* REQUEST *
Reproduce verbatim the part of the data that opens with the line containing "segment: green lantern" and closes with the end of the data, and nothing else.
___ MATERIAL SUPPLIED
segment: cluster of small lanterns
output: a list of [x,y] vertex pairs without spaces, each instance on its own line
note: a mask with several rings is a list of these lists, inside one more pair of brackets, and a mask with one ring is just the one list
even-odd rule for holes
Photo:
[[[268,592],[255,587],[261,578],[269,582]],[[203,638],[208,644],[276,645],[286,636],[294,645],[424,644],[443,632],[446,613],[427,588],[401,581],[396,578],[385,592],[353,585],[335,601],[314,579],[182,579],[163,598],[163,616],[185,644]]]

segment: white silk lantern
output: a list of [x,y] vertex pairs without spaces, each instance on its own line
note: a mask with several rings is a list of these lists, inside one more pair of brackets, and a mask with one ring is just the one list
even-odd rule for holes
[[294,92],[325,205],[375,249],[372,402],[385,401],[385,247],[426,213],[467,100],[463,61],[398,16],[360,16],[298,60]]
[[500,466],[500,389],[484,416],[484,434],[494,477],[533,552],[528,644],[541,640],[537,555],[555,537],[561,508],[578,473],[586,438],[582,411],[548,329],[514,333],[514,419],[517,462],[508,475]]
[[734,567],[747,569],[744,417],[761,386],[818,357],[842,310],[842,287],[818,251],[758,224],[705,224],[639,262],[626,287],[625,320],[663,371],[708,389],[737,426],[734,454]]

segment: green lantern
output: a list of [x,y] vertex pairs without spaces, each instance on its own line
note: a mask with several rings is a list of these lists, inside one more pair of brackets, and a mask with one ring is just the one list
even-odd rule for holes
______
* CORRECT RESPONSE *
segment: green lantern
output: a list of [x,y] vertex pairs without spaces, each instance on its own line
note: a mask with several rings is a list of these lists, inside one more pair of brackets, and a mask with one ring is just the one list
even-odd rule for holes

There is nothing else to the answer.